Top of Given passage

My friend Tom needed only a few of his brain cells to see
the probable consequences of this woeful notion. It took exactly no time for
Tom to apply his technological expertise, persuasive linguistics, and righteous
disgust to creating a unified community effort to halt the treatment plant
project, and further agitate to secure a safe future for the Celery Fields,
both as a bird sanctuary and a valued community asset. This worthy work has
taken many months of meetings, demonstrations, legal wrangling, public
education, media relations, and hugely frustrating delays and deaf ears. But
it’s working. The treatment plant is dead, and the community is mobilized
toward having its say in any future use of undeveloped lands, including the
Celery Fields.

Bottom of Given passage

List of tasks:
**A)** What does the Celery Fields passage say became of the treatment plant project?
**B)** Pick up the Celery Fields passage after its last sentence and continue it.
The entries that come after the Celery Fields passage are separate material and unrelated to it.

Top of Dataset records

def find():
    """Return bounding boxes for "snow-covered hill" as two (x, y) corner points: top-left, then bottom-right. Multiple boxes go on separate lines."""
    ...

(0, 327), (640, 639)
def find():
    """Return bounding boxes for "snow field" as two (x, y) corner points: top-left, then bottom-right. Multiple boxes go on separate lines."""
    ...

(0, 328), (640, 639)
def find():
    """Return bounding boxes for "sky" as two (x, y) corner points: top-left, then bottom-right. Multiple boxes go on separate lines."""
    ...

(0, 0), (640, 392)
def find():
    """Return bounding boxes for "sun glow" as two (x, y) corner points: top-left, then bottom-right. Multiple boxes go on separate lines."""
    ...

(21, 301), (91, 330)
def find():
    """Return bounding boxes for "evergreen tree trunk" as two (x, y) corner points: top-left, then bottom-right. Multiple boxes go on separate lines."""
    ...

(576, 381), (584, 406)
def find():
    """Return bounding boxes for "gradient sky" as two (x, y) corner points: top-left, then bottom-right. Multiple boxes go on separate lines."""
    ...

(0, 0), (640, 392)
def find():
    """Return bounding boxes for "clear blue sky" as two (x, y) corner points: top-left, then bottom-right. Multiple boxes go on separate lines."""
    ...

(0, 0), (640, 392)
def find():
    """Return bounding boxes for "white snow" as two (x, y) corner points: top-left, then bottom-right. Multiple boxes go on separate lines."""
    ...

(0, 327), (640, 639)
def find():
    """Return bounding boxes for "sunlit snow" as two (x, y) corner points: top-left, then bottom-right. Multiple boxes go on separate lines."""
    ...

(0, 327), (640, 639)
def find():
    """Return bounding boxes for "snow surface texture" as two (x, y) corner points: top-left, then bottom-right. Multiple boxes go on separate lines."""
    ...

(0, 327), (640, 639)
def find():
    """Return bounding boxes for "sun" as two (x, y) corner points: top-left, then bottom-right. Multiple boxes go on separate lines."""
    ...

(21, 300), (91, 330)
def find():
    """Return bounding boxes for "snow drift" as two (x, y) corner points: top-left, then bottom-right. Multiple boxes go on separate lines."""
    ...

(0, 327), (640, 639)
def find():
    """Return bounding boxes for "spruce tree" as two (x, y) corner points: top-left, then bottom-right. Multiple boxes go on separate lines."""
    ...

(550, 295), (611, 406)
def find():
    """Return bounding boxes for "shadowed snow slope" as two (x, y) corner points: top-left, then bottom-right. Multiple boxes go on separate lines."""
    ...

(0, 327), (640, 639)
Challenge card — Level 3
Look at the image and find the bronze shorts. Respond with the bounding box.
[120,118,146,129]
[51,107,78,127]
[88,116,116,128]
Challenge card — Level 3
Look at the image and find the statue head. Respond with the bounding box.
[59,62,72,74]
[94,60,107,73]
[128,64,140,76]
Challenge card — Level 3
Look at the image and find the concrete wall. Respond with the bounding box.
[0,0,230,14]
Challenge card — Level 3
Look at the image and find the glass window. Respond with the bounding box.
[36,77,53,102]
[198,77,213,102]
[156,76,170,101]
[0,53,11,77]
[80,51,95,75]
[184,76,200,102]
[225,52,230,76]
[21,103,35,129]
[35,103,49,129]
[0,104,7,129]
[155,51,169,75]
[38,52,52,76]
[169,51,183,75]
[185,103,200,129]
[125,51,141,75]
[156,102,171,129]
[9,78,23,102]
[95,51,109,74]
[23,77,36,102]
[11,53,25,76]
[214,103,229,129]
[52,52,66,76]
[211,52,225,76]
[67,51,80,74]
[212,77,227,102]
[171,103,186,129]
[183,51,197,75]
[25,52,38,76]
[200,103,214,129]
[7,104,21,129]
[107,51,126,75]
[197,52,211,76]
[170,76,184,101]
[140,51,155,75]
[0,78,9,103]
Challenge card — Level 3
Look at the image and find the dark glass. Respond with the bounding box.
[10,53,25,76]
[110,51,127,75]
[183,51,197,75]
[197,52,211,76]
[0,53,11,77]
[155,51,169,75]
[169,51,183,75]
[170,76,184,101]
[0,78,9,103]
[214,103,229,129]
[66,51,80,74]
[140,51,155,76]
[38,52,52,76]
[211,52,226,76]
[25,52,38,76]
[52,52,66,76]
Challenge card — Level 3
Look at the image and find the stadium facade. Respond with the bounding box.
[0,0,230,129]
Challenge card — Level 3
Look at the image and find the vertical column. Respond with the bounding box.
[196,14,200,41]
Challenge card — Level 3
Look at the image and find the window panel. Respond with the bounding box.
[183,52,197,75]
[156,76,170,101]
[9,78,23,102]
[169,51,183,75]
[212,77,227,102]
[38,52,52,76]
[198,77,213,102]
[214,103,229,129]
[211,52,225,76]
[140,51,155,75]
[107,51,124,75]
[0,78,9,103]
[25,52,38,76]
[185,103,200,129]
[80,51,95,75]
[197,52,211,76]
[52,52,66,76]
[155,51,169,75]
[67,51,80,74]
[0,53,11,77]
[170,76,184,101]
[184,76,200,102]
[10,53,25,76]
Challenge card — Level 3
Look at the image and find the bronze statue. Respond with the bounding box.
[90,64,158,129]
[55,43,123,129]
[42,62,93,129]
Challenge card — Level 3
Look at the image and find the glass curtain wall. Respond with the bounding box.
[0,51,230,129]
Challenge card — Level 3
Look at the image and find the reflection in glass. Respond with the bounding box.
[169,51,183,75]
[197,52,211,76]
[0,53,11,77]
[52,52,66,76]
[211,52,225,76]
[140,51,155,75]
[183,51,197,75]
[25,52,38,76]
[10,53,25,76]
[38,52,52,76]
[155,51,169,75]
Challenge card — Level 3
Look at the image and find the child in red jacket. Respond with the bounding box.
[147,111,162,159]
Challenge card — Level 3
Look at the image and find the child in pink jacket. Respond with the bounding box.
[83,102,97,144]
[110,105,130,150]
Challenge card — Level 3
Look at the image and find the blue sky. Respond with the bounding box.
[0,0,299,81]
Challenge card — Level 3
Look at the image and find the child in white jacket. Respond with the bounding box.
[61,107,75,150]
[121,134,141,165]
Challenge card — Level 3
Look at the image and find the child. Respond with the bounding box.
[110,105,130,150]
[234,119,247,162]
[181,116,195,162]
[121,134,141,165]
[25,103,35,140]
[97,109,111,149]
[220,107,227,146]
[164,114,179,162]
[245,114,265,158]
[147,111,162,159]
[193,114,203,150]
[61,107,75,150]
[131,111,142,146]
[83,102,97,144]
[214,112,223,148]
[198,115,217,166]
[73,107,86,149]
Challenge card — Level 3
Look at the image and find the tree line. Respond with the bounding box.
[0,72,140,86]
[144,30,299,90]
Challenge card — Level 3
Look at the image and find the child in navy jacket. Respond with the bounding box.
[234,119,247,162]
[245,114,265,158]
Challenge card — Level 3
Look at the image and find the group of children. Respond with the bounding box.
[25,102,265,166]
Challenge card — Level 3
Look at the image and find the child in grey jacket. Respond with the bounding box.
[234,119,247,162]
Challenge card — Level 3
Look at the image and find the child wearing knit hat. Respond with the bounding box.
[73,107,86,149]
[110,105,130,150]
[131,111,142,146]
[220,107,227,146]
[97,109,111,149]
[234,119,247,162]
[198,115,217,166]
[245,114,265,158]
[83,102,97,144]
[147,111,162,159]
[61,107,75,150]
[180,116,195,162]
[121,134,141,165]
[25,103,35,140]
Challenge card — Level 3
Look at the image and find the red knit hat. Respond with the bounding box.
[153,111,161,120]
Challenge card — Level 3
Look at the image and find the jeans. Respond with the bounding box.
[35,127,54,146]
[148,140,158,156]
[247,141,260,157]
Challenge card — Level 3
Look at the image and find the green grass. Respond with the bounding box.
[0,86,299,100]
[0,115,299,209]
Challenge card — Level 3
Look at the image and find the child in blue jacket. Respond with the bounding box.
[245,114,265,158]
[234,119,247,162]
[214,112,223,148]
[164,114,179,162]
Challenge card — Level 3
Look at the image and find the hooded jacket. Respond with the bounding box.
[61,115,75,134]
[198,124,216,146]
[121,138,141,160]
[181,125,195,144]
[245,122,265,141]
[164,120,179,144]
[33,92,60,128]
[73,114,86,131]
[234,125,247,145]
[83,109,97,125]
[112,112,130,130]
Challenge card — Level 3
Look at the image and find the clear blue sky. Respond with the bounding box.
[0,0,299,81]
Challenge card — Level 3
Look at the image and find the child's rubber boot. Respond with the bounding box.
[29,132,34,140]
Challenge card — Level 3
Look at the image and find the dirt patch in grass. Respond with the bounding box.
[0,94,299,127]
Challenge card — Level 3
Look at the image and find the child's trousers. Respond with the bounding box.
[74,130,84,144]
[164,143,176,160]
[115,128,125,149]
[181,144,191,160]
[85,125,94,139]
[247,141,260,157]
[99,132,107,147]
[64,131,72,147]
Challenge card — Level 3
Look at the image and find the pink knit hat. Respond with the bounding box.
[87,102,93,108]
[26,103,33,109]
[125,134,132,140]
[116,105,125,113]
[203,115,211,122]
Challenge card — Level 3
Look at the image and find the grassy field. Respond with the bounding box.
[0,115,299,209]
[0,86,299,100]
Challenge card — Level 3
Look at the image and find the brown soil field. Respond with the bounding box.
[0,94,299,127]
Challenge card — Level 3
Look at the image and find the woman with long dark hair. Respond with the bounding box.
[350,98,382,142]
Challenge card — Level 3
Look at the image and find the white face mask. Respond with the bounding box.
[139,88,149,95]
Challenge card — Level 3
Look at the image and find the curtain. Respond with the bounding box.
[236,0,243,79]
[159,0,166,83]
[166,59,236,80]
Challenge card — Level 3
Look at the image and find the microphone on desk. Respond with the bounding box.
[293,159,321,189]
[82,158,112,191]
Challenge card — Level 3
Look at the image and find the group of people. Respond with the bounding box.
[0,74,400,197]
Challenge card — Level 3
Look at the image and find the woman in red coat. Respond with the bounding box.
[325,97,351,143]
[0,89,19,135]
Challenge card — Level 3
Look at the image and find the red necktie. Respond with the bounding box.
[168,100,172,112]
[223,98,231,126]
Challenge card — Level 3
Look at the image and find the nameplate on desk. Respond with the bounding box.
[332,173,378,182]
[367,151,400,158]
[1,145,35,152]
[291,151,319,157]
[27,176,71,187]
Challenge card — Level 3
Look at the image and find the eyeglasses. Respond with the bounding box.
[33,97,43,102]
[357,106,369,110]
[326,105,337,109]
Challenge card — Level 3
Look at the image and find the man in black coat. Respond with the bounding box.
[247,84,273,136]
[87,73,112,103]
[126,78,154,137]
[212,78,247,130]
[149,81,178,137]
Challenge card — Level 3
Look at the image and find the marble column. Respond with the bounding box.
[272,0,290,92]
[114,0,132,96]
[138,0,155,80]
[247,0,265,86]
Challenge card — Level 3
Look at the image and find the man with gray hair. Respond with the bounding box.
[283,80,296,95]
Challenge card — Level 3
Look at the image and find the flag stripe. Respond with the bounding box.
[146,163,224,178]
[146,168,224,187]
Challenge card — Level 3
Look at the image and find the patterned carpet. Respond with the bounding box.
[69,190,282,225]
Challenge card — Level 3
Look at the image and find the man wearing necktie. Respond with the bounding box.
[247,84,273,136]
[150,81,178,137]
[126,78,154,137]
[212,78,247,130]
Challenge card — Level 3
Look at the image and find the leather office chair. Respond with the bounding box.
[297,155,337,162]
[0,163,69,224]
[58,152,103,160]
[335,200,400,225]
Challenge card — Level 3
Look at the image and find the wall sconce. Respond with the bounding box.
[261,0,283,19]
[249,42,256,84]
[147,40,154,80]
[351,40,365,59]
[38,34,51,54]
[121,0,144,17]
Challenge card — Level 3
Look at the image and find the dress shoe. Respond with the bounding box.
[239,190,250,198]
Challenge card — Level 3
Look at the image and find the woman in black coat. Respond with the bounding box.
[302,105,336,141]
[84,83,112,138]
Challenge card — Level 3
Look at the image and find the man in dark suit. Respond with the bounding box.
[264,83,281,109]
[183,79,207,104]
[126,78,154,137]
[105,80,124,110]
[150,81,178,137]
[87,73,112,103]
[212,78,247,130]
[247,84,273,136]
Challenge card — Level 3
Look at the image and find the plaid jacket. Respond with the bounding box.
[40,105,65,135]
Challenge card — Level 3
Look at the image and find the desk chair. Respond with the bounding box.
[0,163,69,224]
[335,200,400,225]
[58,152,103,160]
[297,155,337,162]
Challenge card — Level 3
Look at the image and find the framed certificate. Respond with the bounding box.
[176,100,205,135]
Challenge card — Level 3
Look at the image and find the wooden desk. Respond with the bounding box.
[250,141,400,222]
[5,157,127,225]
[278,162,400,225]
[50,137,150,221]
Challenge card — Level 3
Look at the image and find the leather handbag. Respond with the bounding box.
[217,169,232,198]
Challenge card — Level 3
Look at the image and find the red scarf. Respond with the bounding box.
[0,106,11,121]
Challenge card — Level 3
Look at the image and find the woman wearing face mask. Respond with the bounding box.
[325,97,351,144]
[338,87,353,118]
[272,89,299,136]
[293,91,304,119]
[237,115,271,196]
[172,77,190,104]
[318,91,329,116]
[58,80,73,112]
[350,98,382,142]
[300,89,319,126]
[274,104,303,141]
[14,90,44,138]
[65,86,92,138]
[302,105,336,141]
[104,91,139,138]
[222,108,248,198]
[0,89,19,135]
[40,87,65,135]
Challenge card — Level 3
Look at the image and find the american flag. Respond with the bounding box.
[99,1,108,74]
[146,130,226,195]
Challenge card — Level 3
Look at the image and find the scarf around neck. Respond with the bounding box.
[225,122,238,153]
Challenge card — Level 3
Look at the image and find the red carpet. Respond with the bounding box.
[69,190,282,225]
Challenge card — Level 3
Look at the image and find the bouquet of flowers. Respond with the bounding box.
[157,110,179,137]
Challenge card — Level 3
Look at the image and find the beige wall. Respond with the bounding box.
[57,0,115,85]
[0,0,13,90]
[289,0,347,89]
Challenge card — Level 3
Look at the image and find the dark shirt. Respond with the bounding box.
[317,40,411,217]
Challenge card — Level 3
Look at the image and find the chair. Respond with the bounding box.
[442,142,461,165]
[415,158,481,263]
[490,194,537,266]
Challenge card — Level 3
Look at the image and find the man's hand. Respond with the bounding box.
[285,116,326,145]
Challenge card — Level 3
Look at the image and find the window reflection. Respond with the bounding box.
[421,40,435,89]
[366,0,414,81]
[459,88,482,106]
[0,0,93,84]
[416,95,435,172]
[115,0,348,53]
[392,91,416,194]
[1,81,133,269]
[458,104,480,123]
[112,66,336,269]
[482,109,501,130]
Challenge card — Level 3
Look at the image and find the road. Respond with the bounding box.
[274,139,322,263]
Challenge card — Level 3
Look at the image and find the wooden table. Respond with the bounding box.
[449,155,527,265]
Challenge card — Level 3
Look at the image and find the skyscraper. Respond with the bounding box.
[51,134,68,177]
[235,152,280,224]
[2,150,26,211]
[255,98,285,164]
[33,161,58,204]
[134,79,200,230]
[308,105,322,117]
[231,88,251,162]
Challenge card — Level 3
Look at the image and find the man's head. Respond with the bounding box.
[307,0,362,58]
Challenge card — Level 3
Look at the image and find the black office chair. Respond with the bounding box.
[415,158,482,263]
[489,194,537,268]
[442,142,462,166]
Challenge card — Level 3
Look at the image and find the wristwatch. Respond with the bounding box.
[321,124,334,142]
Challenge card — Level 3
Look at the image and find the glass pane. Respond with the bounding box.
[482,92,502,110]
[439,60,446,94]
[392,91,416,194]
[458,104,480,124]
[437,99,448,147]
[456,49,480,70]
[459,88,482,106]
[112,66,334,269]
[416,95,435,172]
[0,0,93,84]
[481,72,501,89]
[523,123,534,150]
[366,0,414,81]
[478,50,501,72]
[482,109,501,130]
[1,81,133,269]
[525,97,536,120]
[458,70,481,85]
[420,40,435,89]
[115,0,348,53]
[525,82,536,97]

Bottom of Dataset records

Task answers:
**A)** The treatment plant is dead.

**B)**
Moreover, it seems to me that Tom has hit his stride, later
in life than most, perhaps, but what a lovely stride it is. Who knew he was a
natural leader, he who always had his nose in a book and cultivated a primarily
observational
relationship with, well, people. Good on you, Tom. What a terrific legacy for your children’s children.
The NYT editorial that prompted this post has helped me to weasel my
way out of abject shame for the decidedly non-involved nature of my present
life. Perhaps I am experiencing what Ms. Hampl describes as “a late-arriving
awareness of consciousness existing for its own sake.” Yeah, consciousness
existing for its own sake. That’s what it must be.